- Extracted text:
When in a relationship, both the partners have equal parental accountability towards their children, but when they get divorced, some responsibilities are shared while some are exclusively retained by one parent.

What Are Parental Rights?

As long as the child is a minor, the parents or legal custodians have the following rights in the US. However, these rights and responsibilities may vary from state to state.

  1. Child custody: It can be divided into two aspects, legal and physical:
  • Legal custody decides the right to make decisions regarding the health, education, and welfare of the child.
  • Physical custody decides where the child will live.

In the case of divorce or legal separation, the custody can be mutually decided or is decided by the court taking into consideration the best interests of the child. In some cases, the court can also assign custody to grandparents or others when both the parents are not fit for it.

protip_icon Do remember
Having sole physical custody of a child does not mean the other parent cannot meet the child. They can meet the child but only within a stipulated time as directed by the court of law.

- What to produce: Continue the text on parental rights after divorce, starting right after its note on sole physical custody.

- Material supplied:
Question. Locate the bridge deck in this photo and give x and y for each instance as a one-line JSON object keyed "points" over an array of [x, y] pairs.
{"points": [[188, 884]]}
---
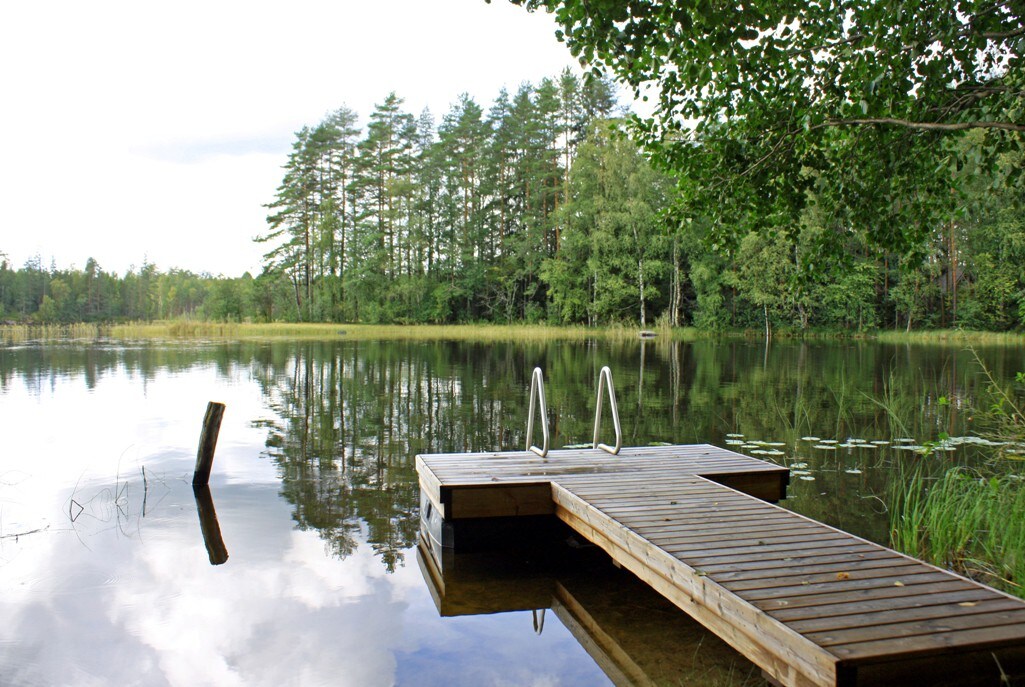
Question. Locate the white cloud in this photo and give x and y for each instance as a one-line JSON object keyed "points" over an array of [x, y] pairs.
* * *
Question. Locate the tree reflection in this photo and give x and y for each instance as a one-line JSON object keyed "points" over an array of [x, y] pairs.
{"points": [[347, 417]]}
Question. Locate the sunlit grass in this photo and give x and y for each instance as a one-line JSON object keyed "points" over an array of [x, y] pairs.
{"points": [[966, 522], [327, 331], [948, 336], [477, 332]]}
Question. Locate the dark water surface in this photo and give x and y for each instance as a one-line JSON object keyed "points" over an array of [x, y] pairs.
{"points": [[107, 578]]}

- Answer to this problem:
  1. Visitation: Both the parents have a right to maintain contact with the child, meet them. and bond with them.
  1. Inheritance: The right to pass on the property to the child as an inheritance or as a gift. The rights also include access to the child’s earnings and inheritance in the case of the child’s untimely death.

Along with the rights, the law requires the parents to meet their responsibilities towards the child.

What Are Parental Responsibilities?

Here are the specific responsibilities that the parents or legal guardians must fulfill.

  1. Provide an environment that is safe and free of any physical, sexual and emotional abuse.
  1. Provide your child with basic needs such as nutritious food, shelter, clothing, and medical care.
  1. Nurturing the child’s self-esteem needs, such as accepting them for who they are, and offering encouragement and supporting them to grow in life.
  1. Teaching of moral values such as honesty, discipline, responsibility, patience, etc., and giving proper advice when they go wrong.
  1. Respect their feelings, opinions, and individuality.
  1. Take an interest in their education and spend quality time to help them meet their goals in life.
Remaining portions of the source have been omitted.